## What is being asked
Could you set down exactly the lines of the data below, starting at the one that holds "x=426, y=431" and ending at the one that holds "x=494, y=576", both included, and only those?

════════════════════

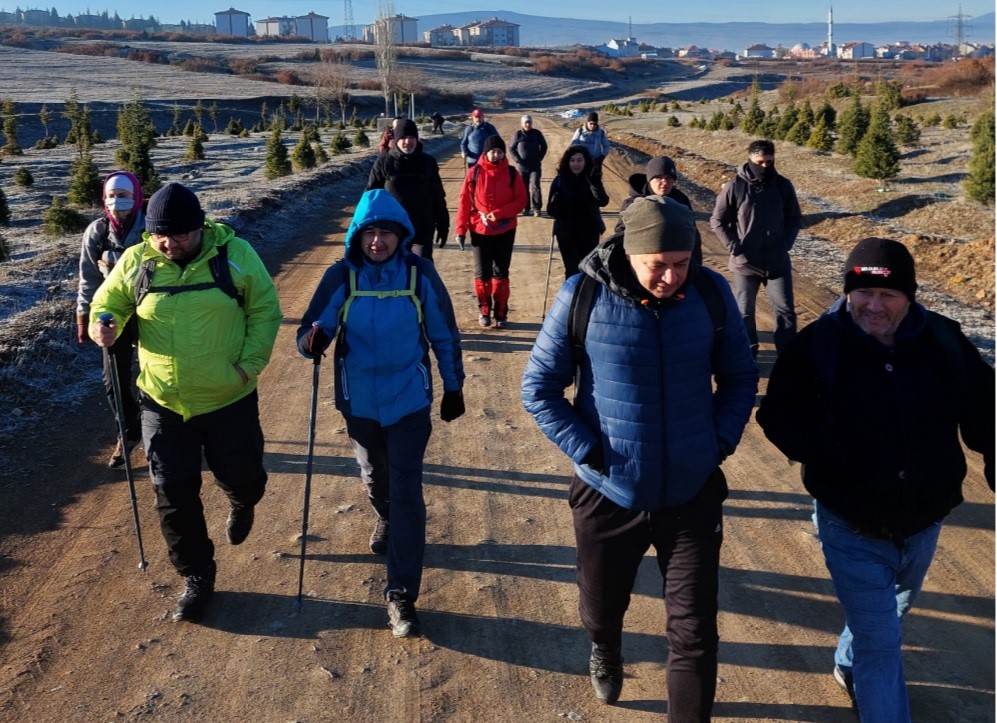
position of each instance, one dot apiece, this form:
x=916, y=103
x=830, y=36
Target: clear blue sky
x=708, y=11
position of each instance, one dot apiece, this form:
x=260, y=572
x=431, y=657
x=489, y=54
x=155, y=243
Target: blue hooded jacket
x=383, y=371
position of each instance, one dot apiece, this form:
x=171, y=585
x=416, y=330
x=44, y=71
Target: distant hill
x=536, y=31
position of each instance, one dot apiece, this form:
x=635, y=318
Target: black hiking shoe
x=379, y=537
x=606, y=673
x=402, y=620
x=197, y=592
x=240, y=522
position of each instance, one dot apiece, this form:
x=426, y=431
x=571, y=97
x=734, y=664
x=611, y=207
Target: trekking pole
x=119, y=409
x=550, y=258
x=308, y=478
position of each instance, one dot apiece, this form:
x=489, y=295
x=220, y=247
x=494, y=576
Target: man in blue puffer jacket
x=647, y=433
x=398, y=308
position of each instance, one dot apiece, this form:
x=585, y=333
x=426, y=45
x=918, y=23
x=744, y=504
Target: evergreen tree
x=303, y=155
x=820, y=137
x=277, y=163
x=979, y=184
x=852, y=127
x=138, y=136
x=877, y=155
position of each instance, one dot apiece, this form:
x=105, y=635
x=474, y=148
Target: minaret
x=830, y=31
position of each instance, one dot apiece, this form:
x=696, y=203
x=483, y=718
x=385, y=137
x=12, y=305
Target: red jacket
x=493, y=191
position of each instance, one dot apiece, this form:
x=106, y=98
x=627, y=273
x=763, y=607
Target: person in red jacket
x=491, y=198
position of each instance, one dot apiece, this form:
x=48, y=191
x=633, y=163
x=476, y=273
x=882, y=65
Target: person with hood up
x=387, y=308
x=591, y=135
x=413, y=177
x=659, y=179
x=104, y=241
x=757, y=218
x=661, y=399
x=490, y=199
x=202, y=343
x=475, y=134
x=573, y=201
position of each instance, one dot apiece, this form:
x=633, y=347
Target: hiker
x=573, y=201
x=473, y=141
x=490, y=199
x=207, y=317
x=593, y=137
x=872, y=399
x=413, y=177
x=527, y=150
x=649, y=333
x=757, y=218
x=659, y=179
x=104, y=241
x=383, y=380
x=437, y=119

════════════════════

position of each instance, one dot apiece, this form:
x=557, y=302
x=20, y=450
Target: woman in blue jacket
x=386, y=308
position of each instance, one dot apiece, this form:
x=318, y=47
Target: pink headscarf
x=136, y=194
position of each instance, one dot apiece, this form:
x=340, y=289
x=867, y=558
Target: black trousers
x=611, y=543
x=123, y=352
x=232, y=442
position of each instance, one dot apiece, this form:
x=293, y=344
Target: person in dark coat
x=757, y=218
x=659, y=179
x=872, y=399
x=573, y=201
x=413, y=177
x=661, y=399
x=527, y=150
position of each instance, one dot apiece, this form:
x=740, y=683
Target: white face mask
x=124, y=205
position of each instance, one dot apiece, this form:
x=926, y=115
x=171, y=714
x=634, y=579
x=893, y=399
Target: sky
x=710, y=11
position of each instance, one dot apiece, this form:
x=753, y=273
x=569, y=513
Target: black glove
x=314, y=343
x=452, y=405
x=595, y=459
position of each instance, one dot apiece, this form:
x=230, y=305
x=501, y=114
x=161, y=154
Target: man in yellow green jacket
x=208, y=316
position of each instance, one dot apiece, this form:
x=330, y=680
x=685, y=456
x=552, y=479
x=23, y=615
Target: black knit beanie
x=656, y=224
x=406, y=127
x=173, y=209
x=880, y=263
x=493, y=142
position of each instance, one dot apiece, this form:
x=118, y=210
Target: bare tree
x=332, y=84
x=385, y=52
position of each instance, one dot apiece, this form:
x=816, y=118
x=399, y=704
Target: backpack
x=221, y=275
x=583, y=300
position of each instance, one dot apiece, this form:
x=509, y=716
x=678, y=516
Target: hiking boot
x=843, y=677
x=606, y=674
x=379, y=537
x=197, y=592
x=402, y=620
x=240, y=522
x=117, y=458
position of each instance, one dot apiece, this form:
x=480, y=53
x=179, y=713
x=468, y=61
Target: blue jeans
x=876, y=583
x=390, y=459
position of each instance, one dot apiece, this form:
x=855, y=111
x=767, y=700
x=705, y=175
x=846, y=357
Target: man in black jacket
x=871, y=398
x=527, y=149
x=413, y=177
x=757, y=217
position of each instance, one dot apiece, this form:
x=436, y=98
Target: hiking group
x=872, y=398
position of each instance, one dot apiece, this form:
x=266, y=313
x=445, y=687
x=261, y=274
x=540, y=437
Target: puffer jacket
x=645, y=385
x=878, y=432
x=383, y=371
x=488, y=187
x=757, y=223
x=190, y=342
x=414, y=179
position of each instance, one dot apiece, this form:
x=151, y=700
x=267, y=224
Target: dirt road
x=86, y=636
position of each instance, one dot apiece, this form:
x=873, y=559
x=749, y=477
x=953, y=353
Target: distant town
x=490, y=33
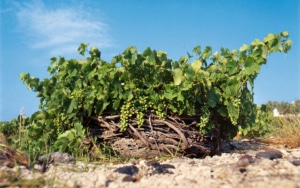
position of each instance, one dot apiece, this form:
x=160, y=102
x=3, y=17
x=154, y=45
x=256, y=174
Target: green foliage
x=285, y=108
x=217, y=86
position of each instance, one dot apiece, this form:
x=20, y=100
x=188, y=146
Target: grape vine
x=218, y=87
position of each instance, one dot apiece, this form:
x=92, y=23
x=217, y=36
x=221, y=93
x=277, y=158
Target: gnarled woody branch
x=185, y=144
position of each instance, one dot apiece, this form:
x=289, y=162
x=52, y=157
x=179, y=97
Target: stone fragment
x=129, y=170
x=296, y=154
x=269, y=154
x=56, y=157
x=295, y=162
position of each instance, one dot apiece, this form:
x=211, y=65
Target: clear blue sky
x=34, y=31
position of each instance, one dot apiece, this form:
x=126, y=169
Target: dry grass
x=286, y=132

════════════════════

## Result
x=426, y=431
x=571, y=97
x=734, y=664
x=611, y=207
Target: trekking pole
x=119, y=409
x=550, y=258
x=308, y=478
position of each instance, one dot apiece, this form:
x=489, y=295
x=220, y=247
x=494, y=576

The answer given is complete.